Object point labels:
===
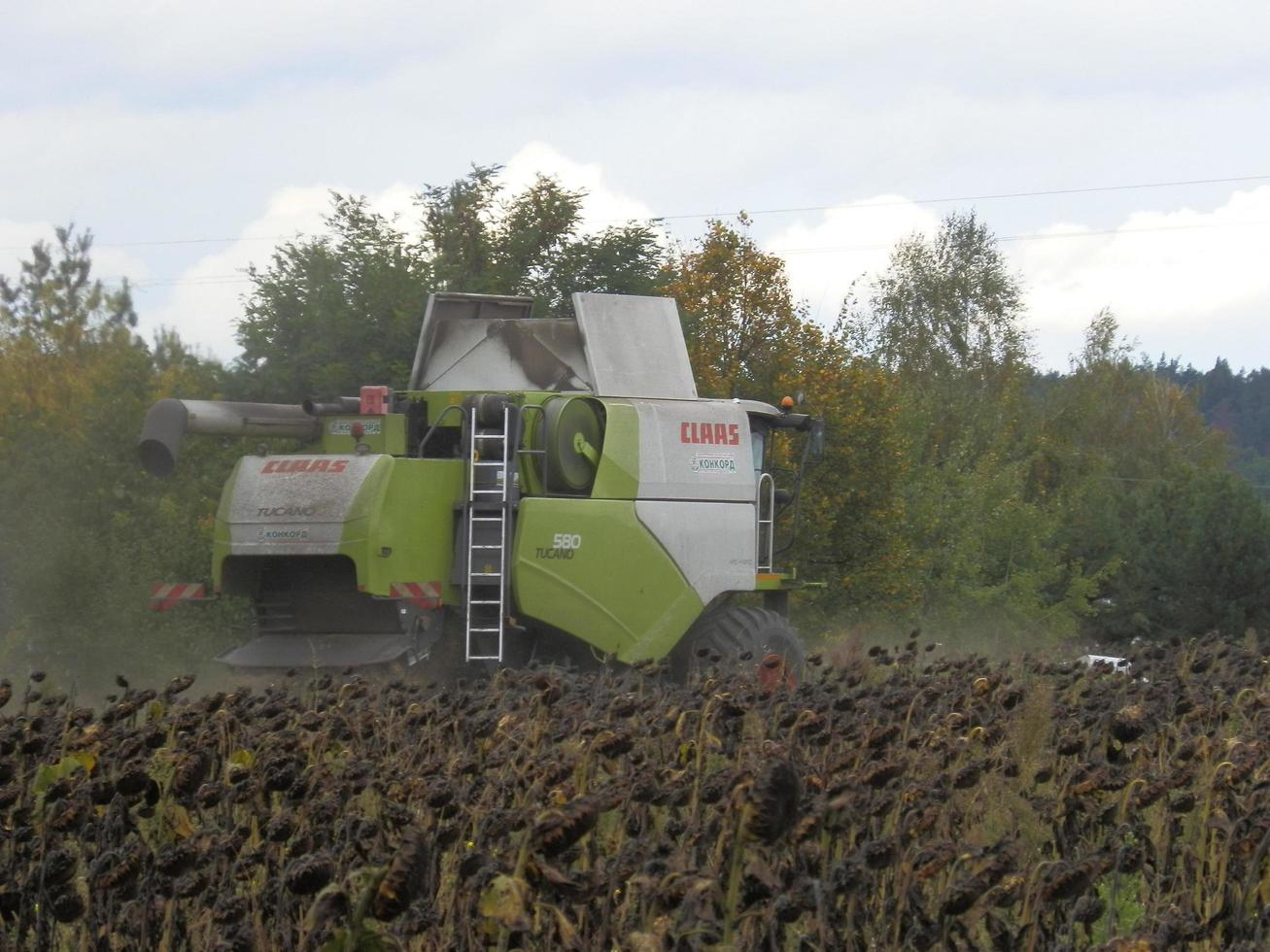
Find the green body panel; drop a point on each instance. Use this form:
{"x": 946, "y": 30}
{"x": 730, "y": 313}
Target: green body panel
{"x": 617, "y": 476}
{"x": 401, "y": 526}
{"x": 222, "y": 528}
{"x": 383, "y": 434}
{"x": 591, "y": 569}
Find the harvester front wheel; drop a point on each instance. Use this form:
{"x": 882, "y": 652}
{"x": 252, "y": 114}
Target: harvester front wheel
{"x": 748, "y": 640}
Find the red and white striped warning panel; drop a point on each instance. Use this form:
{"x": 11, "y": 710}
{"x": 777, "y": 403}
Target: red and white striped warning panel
{"x": 422, "y": 595}
{"x": 169, "y": 595}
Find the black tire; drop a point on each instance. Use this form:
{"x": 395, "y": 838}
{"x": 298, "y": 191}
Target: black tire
{"x": 739, "y": 640}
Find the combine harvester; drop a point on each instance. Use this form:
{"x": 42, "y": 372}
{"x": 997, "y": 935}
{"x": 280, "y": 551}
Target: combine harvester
{"x": 541, "y": 489}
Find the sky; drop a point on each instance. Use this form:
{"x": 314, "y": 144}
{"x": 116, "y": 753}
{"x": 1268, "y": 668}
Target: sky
{"x": 1120, "y": 152}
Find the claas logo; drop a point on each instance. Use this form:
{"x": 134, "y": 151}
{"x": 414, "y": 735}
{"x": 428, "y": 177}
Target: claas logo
{"x": 278, "y": 466}
{"x": 719, "y": 434}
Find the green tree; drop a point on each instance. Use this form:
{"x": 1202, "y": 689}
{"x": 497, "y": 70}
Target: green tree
{"x": 945, "y": 322}
{"x": 748, "y": 338}
{"x": 340, "y": 310}
{"x": 1179, "y": 541}
{"x": 54, "y": 302}
{"x": 86, "y": 529}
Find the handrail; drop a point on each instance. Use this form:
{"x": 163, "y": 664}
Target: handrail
{"x": 434, "y": 425}
{"x": 769, "y": 522}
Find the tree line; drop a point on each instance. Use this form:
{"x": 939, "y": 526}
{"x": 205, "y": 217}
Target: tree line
{"x": 962, "y": 488}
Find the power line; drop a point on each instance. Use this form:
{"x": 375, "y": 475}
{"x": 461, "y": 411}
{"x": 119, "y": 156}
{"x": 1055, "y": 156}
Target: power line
{"x": 791, "y": 210}
{"x": 1046, "y": 236}
{"x": 832, "y": 249}
{"x": 998, "y": 195}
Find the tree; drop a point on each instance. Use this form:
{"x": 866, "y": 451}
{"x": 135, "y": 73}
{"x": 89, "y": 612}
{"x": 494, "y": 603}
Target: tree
{"x": 340, "y": 310}
{"x": 748, "y": 338}
{"x": 86, "y": 530}
{"x": 54, "y": 303}
{"x": 946, "y": 309}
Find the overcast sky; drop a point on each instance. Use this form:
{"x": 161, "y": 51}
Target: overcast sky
{"x": 189, "y": 137}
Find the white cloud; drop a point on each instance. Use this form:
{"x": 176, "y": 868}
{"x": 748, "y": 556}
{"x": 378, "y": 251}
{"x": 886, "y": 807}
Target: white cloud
{"x": 826, "y": 256}
{"x": 206, "y": 298}
{"x": 1184, "y": 282}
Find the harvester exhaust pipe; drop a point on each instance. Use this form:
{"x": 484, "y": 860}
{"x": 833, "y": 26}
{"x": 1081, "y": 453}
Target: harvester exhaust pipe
{"x": 169, "y": 421}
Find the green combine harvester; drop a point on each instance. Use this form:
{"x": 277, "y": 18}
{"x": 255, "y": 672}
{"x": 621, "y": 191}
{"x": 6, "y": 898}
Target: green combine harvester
{"x": 542, "y": 489}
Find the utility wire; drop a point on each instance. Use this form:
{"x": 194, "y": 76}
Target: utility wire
===
CHALLENGE:
Switch every "drop a point" in the rows above to "place a marker" and write the lines out again, changing nothing else. Please leave out the pictures.

RESPONSE TO THIS TASK:
Find the green body panel; place a marker on each instance. Use this form:
{"x": 946, "y": 30}
{"x": 730, "y": 313}
Target: green body panel
{"x": 617, "y": 476}
{"x": 401, "y": 526}
{"x": 222, "y": 528}
{"x": 383, "y": 434}
{"x": 591, "y": 569}
Find the harvester front wheel; place a marker on each instance. Use this form:
{"x": 882, "y": 652}
{"x": 252, "y": 114}
Target: harvester front wheel
{"x": 748, "y": 640}
Find the red and white striped warning panel; place a marker on each instance. Use this form:
{"x": 11, "y": 710}
{"x": 777, "y": 403}
Target: red and white striped warning panel
{"x": 422, "y": 595}
{"x": 169, "y": 595}
Find the black tire; place a marker on each instance. Use this form:
{"x": 395, "y": 838}
{"x": 298, "y": 191}
Target: black tire
{"x": 739, "y": 640}
Find the combine harvester; place a marker on each instance. Use this form:
{"x": 42, "y": 372}
{"x": 997, "y": 935}
{"x": 280, "y": 551}
Target: combine harvester
{"x": 541, "y": 489}
Find the sky; place a marker on each instance. Use this form:
{"x": 314, "y": 144}
{"x": 116, "y": 753}
{"x": 1268, "y": 668}
Target: sky
{"x": 1120, "y": 152}
Find the claas logo; place a marker on each instance. Use this form:
{"x": 134, "y": 151}
{"x": 414, "y": 735}
{"x": 428, "y": 177}
Target: claas logo
{"x": 278, "y": 466}
{"x": 719, "y": 434}
Find the green tree; place a marker on each instance. Use this form:
{"x": 1202, "y": 689}
{"x": 497, "y": 70}
Target: green tree
{"x": 945, "y": 322}
{"x": 748, "y": 338}
{"x": 340, "y": 310}
{"x": 1179, "y": 541}
{"x": 54, "y": 302}
{"x": 86, "y": 529}
Find the handrail; place a marker on each instance. Use this form:
{"x": 163, "y": 664}
Target: handrail
{"x": 434, "y": 425}
{"x": 769, "y": 522}
Find the tree line; place a marker on each instance. Use this form:
{"x": 939, "y": 526}
{"x": 205, "y": 217}
Target: tree line
{"x": 962, "y": 488}
Find the power line; place a marker on each instance. Use this form:
{"x": 375, "y": 475}
{"x": 461, "y": 411}
{"x": 119, "y": 156}
{"x": 1055, "y": 156}
Target: power line
{"x": 791, "y": 210}
{"x": 1046, "y": 236}
{"x": 832, "y": 249}
{"x": 998, "y": 195}
Find the tree; place a marker on each instance. Use this form:
{"x": 866, "y": 451}
{"x": 135, "y": 73}
{"x": 89, "y": 612}
{"x": 494, "y": 603}
Target: tree
{"x": 340, "y": 310}
{"x": 748, "y": 338}
{"x": 86, "y": 530}
{"x": 54, "y": 303}
{"x": 946, "y": 309}
Find the overcast sky; place a marker on each instance. Use this form:
{"x": 161, "y": 51}
Target: overcast sky
{"x": 189, "y": 137}
Find the white cloud; place a marker on each instance. Use this form:
{"x": 176, "y": 868}
{"x": 748, "y": 556}
{"x": 378, "y": 251}
{"x": 886, "y": 807}
Target: white cloud
{"x": 826, "y": 256}
{"x": 206, "y": 298}
{"x": 1184, "y": 282}
Find the harvester exhaust pipe; place a marker on each instance. Use this form:
{"x": 484, "y": 860}
{"x": 833, "y": 26}
{"x": 1081, "y": 453}
Target: harvester exhaust pipe
{"x": 169, "y": 421}
Find the green combine harvester; place a marker on each instance. Use this form:
{"x": 277, "y": 18}
{"x": 255, "y": 672}
{"x": 621, "y": 191}
{"x": 6, "y": 898}
Target: green combine harvester
{"x": 542, "y": 489}
Find the utility wire; place a marker on each instance. Use this form:
{"x": 194, "y": 76}
Target: utility wire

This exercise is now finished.